=== WHAT THE TASK ASKS ===
Turn the lines below into a numbered list, leaving out any blank lines.

=== SUPPLIED INFORMATION ===
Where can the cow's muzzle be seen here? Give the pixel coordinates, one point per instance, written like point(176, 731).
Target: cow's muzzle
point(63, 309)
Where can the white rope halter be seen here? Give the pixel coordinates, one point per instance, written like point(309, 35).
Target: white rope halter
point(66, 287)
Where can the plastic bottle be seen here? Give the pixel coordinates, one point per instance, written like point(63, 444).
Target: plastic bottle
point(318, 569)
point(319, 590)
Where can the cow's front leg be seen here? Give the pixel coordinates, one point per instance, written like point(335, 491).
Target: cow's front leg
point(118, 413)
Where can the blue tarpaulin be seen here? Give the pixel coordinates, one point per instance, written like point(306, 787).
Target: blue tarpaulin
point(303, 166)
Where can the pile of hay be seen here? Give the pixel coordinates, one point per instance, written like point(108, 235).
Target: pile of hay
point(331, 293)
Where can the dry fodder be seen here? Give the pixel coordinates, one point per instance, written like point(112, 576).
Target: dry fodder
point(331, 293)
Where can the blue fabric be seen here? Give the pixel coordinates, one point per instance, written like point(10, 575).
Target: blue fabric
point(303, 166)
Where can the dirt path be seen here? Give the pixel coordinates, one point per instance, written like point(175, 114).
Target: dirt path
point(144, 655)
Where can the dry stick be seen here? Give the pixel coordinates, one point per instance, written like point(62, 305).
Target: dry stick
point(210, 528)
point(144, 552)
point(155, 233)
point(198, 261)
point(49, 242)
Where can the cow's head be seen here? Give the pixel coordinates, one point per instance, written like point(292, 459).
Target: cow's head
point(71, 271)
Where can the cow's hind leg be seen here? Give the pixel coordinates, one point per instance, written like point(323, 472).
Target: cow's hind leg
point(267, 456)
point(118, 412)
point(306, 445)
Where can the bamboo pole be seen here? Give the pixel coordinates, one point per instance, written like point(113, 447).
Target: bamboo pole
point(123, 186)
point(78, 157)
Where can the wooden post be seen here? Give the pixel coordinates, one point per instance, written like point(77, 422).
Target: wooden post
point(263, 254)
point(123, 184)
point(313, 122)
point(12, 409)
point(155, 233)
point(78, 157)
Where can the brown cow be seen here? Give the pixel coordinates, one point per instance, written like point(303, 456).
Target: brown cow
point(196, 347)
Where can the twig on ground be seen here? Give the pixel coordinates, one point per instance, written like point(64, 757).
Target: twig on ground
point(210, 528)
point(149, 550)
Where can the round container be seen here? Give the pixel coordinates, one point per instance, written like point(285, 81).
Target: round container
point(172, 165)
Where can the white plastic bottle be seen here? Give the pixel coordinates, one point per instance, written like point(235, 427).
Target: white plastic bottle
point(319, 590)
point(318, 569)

=== OUTPUT OF THE EXERCISE ===
1. Where can the cow's muzzle be seen here? Give the pixel coordinates, one point per instance, written like point(176, 731).
2. Target: cow's muzzle
3. point(63, 309)
4. Where can the white rope halter be seen here? Give the pixel coordinates, one point per instance, written like point(309, 35).
5. Target: white rope halter
6. point(66, 287)
7. Where can the plastic bottle be seen here? Give the pixel coordinates, one point per instance, written like point(63, 444).
8. Target: plastic bottle
9. point(318, 569)
10. point(319, 590)
11. Where can the cow's front leg be seen here? Give the pixel coordinates, one point per instance, written like point(335, 491).
12. Target: cow's front leg
13. point(118, 413)
14. Where can the blue tarpaulin be seen here? Give the pixel coordinates, one point per instance, written like point(306, 787).
15. Target: blue tarpaulin
16. point(303, 166)
17. Where can the pile of hay be seen here? Give the pixel coordinates, one point per instance, written like point(108, 235).
18. Target: pile of hay
19. point(331, 293)
20. Where can the dry fodder be seen here? Give the pixel coordinates, one point per instance, written like point(112, 576).
21. Target: dry fodder
22. point(331, 293)
23. Where can the blue fabric be seen here? Give the pixel coordinates, one point per instance, written like point(10, 575).
24. Target: blue fabric
25. point(303, 166)
26. Where can the dirt path be seen here? Give the pixel coordinates, one point per instance, written like point(175, 114).
27. Target: dirt path
28. point(144, 655)
29. Where can the dry stick be seen here? Give the pixel coordinates, one point per instance, written like point(62, 305).
30. Target: dry stick
31. point(210, 528)
32. point(144, 552)
33. point(155, 233)
34. point(198, 261)
35. point(49, 242)
36. Where can the cow's head be seen here? Give the pixel coordinates, one point per instance, written like point(292, 459).
37. Target: cow's head
38. point(71, 271)
39. Where can the cow's hind leg be seen here? Give the pixel coordinates, one point per instance, written like point(323, 472).
40. Target: cow's hind leg
41. point(267, 456)
42. point(118, 412)
43. point(306, 445)
44. Where can the bamboo pole be seen here? Give the pixel coordinates, one point per instance, written like point(113, 447).
45. Target: bamboo pole
46. point(123, 186)
47. point(78, 157)
48. Where can the wooden post be seen here? Give the pixel coordinates, one point per instance, written like point(77, 422).
49. Target: wooden post
50. point(263, 254)
51. point(123, 184)
52. point(313, 122)
53. point(12, 409)
54. point(155, 233)
55. point(78, 157)
56. Where can the brown cow be seen here? Give the pixel coordinates, one point per instance, written like point(303, 456).
57. Target: brown cow
58. point(196, 347)
59. Where can the twig on ground be seen here? Give the pixel coordinates, one point per instance, written like point(64, 757).
60. Target: twig on ground
61. point(210, 528)
62. point(149, 550)
63. Where can the round container be seen here? Give the pixel coordinates, one point per instance, written like point(285, 81).
64. Target: round container
65. point(172, 165)
66. Where can the white plastic bottle be seen here? Give the pixel coordinates, one point per instance, written like point(235, 427).
67. Target: white plastic bottle
68. point(319, 590)
69. point(318, 569)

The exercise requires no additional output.